Check each line of the data for "instance", and copy the ones that have it.

*** Data to examine Section Begins ***

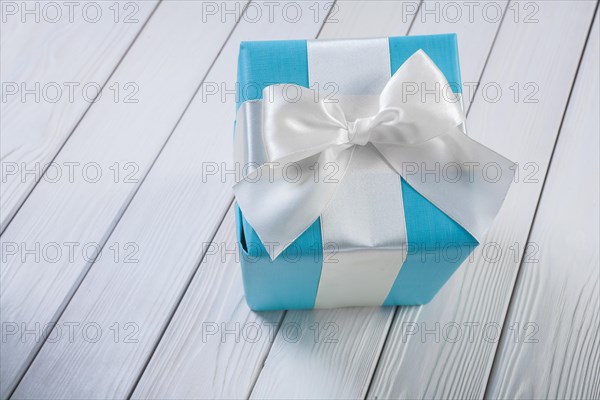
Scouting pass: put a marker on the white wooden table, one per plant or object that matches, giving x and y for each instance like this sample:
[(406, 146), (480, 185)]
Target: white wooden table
[(110, 287)]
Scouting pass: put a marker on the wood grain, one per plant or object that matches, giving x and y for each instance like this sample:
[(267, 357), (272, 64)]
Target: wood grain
[(113, 147), (215, 346), (175, 213), (61, 48), (344, 370), (551, 348), (476, 26), (476, 298)]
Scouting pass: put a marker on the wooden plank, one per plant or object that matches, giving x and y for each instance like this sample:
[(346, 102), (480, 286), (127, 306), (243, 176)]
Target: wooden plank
[(344, 369), (170, 219), (51, 241), (552, 346), (445, 349), (46, 50), (215, 346)]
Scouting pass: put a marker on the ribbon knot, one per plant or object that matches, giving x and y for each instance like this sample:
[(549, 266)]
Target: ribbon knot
[(421, 131)]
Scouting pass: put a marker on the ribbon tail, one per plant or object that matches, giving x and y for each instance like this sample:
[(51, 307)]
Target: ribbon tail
[(282, 201), (460, 176)]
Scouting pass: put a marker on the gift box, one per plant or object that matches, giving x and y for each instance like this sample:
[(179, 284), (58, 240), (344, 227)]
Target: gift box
[(382, 233)]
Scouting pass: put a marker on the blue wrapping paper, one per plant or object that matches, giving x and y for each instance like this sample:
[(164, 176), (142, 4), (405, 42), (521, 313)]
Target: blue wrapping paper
[(436, 244)]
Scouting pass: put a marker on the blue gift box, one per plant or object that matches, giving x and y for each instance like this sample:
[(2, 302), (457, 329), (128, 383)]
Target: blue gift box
[(437, 245)]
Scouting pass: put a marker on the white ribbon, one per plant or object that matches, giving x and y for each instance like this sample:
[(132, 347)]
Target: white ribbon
[(305, 138)]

*** Data to examine Section Ends ***

> Task result:
Scouting pass: put a marker on the white wooden table, one per plant or object that matches, giving x and y for each instance like this sample:
Scouting pass: put a marker on the wood grain, one per plant or object that matches, giving x and y for each instance like this sample:
Scouting pass: put a marker on the wooden plank, one per plant or object that matches, giving x and y for each instance like this sample:
Scouting pass: put a marker on the ribbon knot, one per plant or object that matches, giving x and y for each instance like this sample:
Scouting pass: put a marker on the ribbon tail, one per plant or object that matches, giving x and y for each instance like this sample:
Scouting pass: put a marker on the gift box, one per plant or object that matches, giving x and y for each instance like this sample:
Scouting pass: put a marker on the blue wrapping paper, one per plant or object that matches, giving x and y for each instance like this sample:
Scouting pass: put a marker on the blue gift box, one per plant or object that matches, giving x and y for each instance like this sample:
Scouting pass: put a marker on the white ribbon, one per plant or object that matches, giving x and y for each instance like this sample:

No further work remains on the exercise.